**PROBLEM TO SOLVE:**
Reproduce the complete set of records exactly. No picture is to appear in the copy.

**Dataset entries:**
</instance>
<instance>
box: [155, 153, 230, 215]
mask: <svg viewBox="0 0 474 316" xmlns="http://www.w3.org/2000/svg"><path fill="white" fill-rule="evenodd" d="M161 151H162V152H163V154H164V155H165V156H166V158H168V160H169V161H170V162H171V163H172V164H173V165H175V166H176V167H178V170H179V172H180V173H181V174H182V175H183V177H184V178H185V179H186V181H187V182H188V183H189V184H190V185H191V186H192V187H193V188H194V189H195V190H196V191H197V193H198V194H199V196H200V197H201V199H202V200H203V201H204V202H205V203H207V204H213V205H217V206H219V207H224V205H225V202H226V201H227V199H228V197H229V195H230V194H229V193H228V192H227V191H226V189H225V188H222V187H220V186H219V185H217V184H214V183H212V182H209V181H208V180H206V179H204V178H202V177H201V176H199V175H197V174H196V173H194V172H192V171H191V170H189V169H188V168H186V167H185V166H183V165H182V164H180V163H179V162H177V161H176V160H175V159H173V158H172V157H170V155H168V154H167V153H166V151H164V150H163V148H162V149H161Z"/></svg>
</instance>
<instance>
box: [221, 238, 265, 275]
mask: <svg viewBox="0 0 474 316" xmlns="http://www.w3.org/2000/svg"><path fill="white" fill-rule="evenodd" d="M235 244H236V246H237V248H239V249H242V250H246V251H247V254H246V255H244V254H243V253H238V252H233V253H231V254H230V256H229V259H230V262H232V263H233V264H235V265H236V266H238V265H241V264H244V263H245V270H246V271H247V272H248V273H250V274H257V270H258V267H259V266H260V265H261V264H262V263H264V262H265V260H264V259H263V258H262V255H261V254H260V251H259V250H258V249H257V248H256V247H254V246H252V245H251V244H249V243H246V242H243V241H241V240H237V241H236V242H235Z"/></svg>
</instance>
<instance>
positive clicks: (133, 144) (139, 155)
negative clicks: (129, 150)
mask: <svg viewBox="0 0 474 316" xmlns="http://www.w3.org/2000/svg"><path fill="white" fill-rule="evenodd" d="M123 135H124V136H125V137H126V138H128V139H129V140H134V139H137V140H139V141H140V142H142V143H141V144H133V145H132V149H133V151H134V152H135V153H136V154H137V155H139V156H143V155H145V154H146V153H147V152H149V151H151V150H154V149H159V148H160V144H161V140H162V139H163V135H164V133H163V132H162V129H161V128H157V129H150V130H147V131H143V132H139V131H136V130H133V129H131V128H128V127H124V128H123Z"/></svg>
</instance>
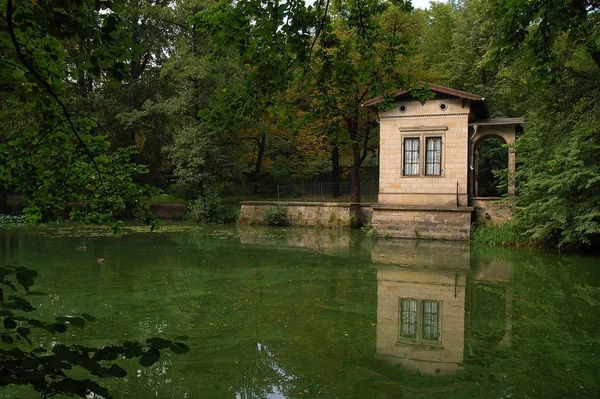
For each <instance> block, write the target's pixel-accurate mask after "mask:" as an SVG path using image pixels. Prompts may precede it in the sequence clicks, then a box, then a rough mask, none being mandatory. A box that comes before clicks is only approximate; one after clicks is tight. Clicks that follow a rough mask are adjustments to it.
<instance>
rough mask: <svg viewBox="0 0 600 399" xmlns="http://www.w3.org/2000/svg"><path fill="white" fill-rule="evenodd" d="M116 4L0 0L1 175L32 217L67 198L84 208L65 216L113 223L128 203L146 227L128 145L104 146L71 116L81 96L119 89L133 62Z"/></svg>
mask: <svg viewBox="0 0 600 399" xmlns="http://www.w3.org/2000/svg"><path fill="white" fill-rule="evenodd" d="M121 5H122V3H121V2H109V1H97V2H95V3H94V6H93V7H92V6H90V5H88V4H86V3H80V2H76V1H70V0H64V1H56V2H19V3H15V2H13V1H12V0H4V1H2V2H1V3H0V6H1V7H2V11H1V12H2V14H1V19H0V21H1V23H2V28H3V29H2V30H3V34H2V36H1V37H0V48H2V62H1V64H0V70H1V72H0V75H1V76H2V77H3V78H4V80H3V81H4V84H3V90H2V96H3V100H4V101H3V105H2V110H1V111H0V112H2V113H3V117H2V118H1V120H2V123H3V124H2V140H0V152H2V153H3V160H4V162H3V163H2V164H1V165H0V181H2V184H3V185H4V186H6V187H7V188H9V189H12V190H15V191H17V192H19V193H21V194H22V195H23V197H24V199H25V200H26V202H27V207H26V212H27V213H28V214H29V215H30V217H31V219H32V220H36V221H39V220H51V219H55V218H56V217H57V216H58V214H59V213H60V211H61V210H62V209H63V208H64V206H65V203H66V202H71V203H74V204H85V207H86V208H85V209H82V210H81V211H80V212H75V213H74V214H73V215H72V216H73V217H77V216H80V217H82V216H85V217H84V218H83V220H84V221H88V222H92V221H93V222H99V221H101V222H108V221H114V219H115V217H117V216H118V215H120V214H121V213H122V212H123V210H124V208H125V207H128V208H131V209H132V210H133V212H134V214H135V215H136V216H138V217H140V218H142V219H143V220H145V221H146V222H148V223H150V224H153V221H154V218H153V216H152V215H151V213H150V212H149V210H148V208H147V206H146V205H145V202H144V201H143V200H142V198H143V197H144V196H145V195H150V194H152V190H150V188H149V187H142V186H139V185H137V184H136V183H135V181H134V178H135V176H136V175H139V174H143V173H145V172H146V171H147V170H146V169H145V168H144V167H142V166H139V167H138V166H136V165H134V164H132V163H131V162H130V157H131V155H132V154H133V152H134V150H133V149H131V148H129V149H117V150H115V151H108V149H109V147H110V143H109V142H108V141H107V139H106V137H105V136H102V135H101V134H100V132H99V131H98V123H97V120H96V119H94V118H92V117H90V115H88V114H79V113H78V112H77V111H78V110H79V109H80V108H78V107H77V103H78V102H79V101H80V97H81V95H82V92H83V94H88V93H89V89H90V88H94V87H96V86H106V85H111V84H113V85H120V84H121V83H122V82H123V81H124V80H126V78H127V76H129V74H130V71H131V65H133V64H135V62H136V60H138V59H139V58H138V57H139V52H138V51H137V50H138V48H137V47H136V46H134V45H133V43H131V42H130V41H126V40H125V41H123V40H121V37H120V35H119V33H120V30H121V28H122V24H121V20H120V18H119V11H120V6H121ZM74 49H78V50H77V54H76V58H73V57H74ZM11 114H12V116H11ZM17 115H20V116H21V119H20V120H18V119H17V118H15V117H14V116H17ZM108 173H110V175H107V174H108Z"/></svg>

**WRITTEN SOLUTION:**
</instance>
<instance>
box: [155, 153, 230, 215]
mask: <svg viewBox="0 0 474 316" xmlns="http://www.w3.org/2000/svg"><path fill="white" fill-rule="evenodd" d="M161 151H162V152H163V154H164V155H165V156H166V158H168V160H169V161H170V162H171V163H172V164H173V165H175V166H176V167H178V170H179V172H180V173H181V174H182V175H183V177H184V178H185V179H186V181H187V182H188V183H189V184H190V185H191V186H192V187H193V188H194V189H195V190H196V191H197V193H198V194H199V196H200V197H201V199H202V200H203V201H204V202H205V203H207V204H213V205H217V206H219V207H224V205H225V202H226V201H227V199H228V197H229V195H230V194H229V193H228V192H227V191H226V189H225V188H222V187H220V186H219V185H217V184H214V183H212V182H209V181H208V180H206V179H204V178H202V177H201V176H199V175H197V174H196V173H194V172H192V171H191V170H189V169H188V168H186V167H185V166H183V165H182V164H180V163H179V162H177V161H176V160H175V159H173V158H172V157H170V155H168V154H167V153H166V151H164V150H163V148H162V149H161Z"/></svg>
</instance>
<instance>
box: [221, 238, 265, 275]
mask: <svg viewBox="0 0 474 316" xmlns="http://www.w3.org/2000/svg"><path fill="white" fill-rule="evenodd" d="M235 244H236V246H237V248H239V249H242V250H246V251H247V254H246V255H244V254H243V253H238V252H233V253H231V254H230V256H229V259H230V262H232V263H233V264H235V265H236V266H238V265H241V264H244V263H245V270H246V271H247V272H248V273H250V274H257V270H258V267H259V266H260V265H261V264H262V263H264V262H265V260H264V259H263V258H262V255H261V254H260V251H259V250H258V249H257V248H256V247H254V246H252V245H251V244H249V243H246V242H243V241H241V240H237V241H236V242H235Z"/></svg>
</instance>
<instance>
positive clicks: (133, 144) (139, 155)
negative clicks: (129, 150)
mask: <svg viewBox="0 0 474 316" xmlns="http://www.w3.org/2000/svg"><path fill="white" fill-rule="evenodd" d="M123 135H124V136H125V137H126V138H128V139H129V140H134V139H137V140H139V141H140V142H142V143H141V144H133V145H132V149H133V151H134V152H135V153H136V154H137V155H139V156H143V155H145V154H146V153H147V152H149V151H151V150H154V149H159V148H160V144H161V140H162V139H163V135H164V133H163V132H162V129H161V128H157V129H150V130H147V131H143V132H139V131H136V130H133V129H131V128H128V127H124V128H123Z"/></svg>
</instance>
For each <instance> block, write the target's pixel-accurate mask after "mask:" as an SVG path using image pixels. Prompts may precede it in the sequence clicks, then a box, then a rough mask, none being mandatory. A box that comes before clicks is only approximate; one after clicks is tight. Clicks that follow a rough mask are adjustments to it.
<instance>
rough mask: <svg viewBox="0 0 600 399" xmlns="http://www.w3.org/2000/svg"><path fill="white" fill-rule="evenodd" d="M116 4L0 0L1 175L32 217L67 198L84 208L65 216L113 223L128 203L146 227L128 145L104 146L71 116L81 96L119 89L133 62Z"/></svg>
mask: <svg viewBox="0 0 600 399" xmlns="http://www.w3.org/2000/svg"><path fill="white" fill-rule="evenodd" d="M121 5H122V3H121V2H109V1H97V2H95V3H94V6H93V7H92V6H90V5H88V4H86V3H80V2H76V1H70V0H64V1H56V2H19V3H15V2H13V1H12V0H4V1H2V2H1V3H0V6H1V7H2V11H1V12H2V14H1V19H0V21H1V23H2V28H3V29H2V30H3V34H2V36H1V37H0V48H2V62H1V64H0V70H1V72H0V75H1V76H2V77H3V78H4V80H3V81H4V84H3V90H2V96H3V100H4V101H3V105H2V110H1V111H0V112H2V113H3V117H2V118H1V120H2V123H3V124H2V140H0V152H2V153H3V160H4V162H3V163H2V164H1V165H0V181H2V184H3V185H4V186H6V187H7V188H9V189H12V190H15V191H17V192H19V193H21V194H22V195H23V197H24V199H25V200H26V202H27V207H26V212H27V213H28V214H29V215H30V217H31V219H32V220H36V221H39V220H51V219H55V218H56V217H57V216H58V214H59V213H60V211H61V210H62V209H63V208H64V206H65V203H66V202H71V203H74V204H85V207H86V208H85V209H82V210H81V211H80V212H75V213H74V214H73V215H72V216H73V217H77V216H80V217H82V216H85V217H84V218H83V220H84V221H88V222H92V221H93V222H99V221H101V222H108V221H114V219H115V217H117V216H118V215H120V214H121V213H122V212H123V210H124V208H125V207H128V208H131V209H132V210H133V212H134V214H135V215H136V216H138V217H140V218H142V219H143V220H145V221H146V222H148V223H150V224H153V221H154V218H153V216H152V215H151V213H150V212H149V210H148V208H147V206H146V205H145V202H144V201H143V200H142V198H143V197H144V196H145V195H150V194H152V190H150V188H149V187H142V186H139V185H137V184H136V183H135V181H134V178H135V176H136V175H139V174H143V173H145V172H146V171H147V170H146V169H145V168H144V167H142V166H139V167H138V166H136V165H134V164H132V163H131V162H130V157H131V155H132V154H133V152H134V150H133V149H131V148H129V149H117V150H115V151H108V149H109V147H110V143H109V142H108V141H107V139H106V137H105V136H102V135H101V134H100V132H99V131H98V123H97V120H96V119H94V118H92V117H90V115H88V114H79V113H78V112H77V111H78V110H79V109H80V108H78V107H77V103H78V102H79V101H80V97H81V95H82V92H83V94H88V93H89V89H90V88H94V87H96V86H106V85H111V84H113V85H120V84H121V83H122V82H123V81H124V80H126V78H127V76H129V74H130V71H131V65H133V64H135V62H136V60H138V59H139V58H138V57H139V52H138V51H137V50H138V48H137V47H136V46H134V45H133V43H131V42H130V41H126V40H125V41H123V40H121V37H120V35H119V33H120V30H121V28H122V24H121V20H120V18H119V11H120V6H121ZM74 49H78V50H77V54H76V58H73V57H74ZM11 114H12V116H11ZM17 115H20V116H21V119H20V120H18V119H17V118H15V117H14V116H17ZM108 173H110V175H107V174H108Z"/></svg>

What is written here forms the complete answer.